» Exercise instructions
In the records below, some lines hold the word "outcrop". Copy each of those lines.

» The data
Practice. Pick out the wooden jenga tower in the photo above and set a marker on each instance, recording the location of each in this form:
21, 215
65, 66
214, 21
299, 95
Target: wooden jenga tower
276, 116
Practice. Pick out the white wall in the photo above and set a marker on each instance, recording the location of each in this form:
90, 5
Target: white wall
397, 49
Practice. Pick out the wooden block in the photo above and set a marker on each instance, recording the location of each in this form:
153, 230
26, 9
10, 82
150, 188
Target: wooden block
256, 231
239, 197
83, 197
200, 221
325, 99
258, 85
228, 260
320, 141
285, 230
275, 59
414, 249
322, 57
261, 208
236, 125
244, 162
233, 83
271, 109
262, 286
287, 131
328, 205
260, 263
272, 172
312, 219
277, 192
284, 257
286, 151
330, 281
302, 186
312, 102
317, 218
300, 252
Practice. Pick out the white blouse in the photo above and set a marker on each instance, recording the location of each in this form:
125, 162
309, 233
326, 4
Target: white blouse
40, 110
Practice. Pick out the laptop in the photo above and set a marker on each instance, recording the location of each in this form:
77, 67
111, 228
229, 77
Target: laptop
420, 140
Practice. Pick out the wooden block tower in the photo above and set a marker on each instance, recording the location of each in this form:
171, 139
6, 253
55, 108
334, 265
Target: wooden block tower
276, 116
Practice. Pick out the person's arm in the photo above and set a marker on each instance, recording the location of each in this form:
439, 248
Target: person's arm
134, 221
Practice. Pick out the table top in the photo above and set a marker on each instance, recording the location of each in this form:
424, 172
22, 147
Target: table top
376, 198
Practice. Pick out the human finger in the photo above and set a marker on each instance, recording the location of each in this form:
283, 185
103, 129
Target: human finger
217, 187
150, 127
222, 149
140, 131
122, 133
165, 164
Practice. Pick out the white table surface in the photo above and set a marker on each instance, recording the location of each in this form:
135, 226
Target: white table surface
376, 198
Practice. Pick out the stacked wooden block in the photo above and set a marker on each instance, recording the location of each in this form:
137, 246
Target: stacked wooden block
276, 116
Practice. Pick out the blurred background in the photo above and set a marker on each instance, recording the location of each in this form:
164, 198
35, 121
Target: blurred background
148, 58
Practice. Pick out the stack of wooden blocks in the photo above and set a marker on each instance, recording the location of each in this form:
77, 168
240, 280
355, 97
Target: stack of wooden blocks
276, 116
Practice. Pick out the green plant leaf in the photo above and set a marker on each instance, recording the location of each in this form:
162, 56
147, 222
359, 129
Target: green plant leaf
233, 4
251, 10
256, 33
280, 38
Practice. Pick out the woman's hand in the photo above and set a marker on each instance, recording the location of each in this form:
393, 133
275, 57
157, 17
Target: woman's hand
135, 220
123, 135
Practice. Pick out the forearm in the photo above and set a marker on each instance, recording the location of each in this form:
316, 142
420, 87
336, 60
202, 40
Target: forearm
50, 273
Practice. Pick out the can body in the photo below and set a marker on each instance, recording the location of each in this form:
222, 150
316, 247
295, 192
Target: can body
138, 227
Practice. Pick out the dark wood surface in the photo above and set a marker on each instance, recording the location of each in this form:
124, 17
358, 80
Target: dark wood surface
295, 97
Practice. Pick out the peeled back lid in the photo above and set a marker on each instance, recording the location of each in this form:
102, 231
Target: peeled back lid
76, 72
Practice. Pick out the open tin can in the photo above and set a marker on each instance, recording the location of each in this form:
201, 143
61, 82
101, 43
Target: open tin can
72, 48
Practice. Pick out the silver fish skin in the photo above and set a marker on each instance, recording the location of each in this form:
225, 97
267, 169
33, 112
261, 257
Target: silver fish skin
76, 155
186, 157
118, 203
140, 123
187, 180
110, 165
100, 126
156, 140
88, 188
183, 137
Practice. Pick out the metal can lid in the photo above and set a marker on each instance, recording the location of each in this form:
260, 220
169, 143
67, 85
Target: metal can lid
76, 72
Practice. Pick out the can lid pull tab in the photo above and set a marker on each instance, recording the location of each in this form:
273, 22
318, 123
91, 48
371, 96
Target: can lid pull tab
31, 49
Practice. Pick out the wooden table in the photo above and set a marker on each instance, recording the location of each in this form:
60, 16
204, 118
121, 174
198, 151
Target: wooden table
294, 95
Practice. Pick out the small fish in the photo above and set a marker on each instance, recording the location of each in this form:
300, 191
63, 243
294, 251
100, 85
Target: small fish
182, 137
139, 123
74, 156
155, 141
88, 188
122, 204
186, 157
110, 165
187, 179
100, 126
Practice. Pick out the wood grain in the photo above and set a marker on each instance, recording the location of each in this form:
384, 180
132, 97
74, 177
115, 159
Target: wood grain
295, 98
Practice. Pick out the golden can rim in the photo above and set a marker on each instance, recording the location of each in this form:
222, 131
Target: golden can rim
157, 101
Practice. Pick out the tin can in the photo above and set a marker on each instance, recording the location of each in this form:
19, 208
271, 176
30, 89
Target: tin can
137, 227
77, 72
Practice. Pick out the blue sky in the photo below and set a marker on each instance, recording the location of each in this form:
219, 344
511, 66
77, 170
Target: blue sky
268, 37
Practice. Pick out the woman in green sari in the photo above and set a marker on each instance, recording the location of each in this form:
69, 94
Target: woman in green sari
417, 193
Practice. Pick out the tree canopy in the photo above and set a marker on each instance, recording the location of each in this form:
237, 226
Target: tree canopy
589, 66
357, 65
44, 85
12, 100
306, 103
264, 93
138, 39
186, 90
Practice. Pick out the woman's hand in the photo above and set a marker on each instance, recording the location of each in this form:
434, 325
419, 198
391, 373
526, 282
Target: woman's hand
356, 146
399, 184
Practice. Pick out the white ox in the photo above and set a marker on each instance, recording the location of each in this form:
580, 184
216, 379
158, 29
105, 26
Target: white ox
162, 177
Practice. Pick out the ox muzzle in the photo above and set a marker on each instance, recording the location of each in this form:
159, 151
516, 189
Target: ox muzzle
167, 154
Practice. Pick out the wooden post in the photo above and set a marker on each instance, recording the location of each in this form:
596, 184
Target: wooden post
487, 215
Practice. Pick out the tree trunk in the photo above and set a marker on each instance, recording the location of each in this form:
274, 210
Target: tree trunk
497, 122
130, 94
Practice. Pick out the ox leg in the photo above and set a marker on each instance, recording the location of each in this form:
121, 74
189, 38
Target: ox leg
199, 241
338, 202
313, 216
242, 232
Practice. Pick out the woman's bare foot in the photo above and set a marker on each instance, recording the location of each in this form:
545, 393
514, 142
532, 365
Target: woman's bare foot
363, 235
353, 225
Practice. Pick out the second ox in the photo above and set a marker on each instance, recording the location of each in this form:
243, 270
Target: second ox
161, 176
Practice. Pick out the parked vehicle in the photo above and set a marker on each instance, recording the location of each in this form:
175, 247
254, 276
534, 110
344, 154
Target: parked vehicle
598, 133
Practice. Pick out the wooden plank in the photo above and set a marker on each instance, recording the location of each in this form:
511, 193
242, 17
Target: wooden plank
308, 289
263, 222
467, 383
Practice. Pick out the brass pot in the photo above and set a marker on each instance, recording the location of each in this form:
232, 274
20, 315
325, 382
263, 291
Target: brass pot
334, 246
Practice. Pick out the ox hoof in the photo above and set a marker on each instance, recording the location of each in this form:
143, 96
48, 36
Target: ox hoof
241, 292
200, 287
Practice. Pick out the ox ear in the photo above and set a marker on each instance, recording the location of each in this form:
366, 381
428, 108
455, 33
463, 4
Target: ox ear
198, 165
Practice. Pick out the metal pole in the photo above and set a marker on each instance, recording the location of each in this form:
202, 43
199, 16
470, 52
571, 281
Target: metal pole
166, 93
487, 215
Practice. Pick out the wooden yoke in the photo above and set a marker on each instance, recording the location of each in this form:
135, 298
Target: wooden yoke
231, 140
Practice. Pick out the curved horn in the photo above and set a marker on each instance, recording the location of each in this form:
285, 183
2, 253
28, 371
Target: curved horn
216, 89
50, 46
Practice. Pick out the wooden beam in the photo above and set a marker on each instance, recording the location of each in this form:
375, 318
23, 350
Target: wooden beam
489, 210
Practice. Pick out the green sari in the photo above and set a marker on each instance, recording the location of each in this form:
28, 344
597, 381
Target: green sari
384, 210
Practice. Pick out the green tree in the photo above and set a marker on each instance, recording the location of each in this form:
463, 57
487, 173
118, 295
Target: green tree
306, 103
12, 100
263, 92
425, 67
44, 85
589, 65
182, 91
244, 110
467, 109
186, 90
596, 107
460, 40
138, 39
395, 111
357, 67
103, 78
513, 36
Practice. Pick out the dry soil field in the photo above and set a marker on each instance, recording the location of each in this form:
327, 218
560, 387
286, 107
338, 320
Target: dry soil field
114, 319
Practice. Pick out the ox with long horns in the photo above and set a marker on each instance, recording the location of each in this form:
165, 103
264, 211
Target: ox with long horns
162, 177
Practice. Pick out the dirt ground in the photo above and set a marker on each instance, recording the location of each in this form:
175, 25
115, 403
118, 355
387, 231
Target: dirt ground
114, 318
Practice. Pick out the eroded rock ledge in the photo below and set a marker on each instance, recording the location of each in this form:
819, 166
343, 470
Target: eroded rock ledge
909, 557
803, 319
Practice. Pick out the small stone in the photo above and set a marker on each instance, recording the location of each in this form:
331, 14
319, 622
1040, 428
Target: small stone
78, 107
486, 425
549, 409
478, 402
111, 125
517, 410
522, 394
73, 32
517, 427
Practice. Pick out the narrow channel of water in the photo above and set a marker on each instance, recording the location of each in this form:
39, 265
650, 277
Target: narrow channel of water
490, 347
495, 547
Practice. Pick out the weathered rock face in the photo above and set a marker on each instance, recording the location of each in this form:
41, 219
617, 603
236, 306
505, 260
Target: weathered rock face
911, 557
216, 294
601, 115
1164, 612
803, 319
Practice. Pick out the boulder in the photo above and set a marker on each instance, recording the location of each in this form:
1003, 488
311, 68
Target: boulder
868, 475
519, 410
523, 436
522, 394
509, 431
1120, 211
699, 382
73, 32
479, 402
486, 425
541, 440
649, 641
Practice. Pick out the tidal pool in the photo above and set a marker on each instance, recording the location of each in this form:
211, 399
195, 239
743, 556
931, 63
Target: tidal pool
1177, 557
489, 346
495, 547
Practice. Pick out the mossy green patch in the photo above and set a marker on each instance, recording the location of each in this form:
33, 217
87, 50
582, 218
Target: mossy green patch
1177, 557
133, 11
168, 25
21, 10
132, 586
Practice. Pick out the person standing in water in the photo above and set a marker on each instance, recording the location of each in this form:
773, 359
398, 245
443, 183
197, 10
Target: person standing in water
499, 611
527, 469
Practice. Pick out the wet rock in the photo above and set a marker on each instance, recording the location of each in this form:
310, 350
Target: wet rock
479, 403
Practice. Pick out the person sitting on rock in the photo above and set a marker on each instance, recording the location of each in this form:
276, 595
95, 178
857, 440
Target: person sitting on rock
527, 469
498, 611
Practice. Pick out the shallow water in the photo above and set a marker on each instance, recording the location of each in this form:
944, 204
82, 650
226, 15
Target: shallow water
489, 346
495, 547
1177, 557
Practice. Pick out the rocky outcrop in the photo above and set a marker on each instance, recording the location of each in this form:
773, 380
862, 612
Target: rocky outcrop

» Response to the exercise
Practice. Pick out the rocky outcrop in the photo above and set a marker on each instance, recording the location of each in this form:
Target: rocky outcrop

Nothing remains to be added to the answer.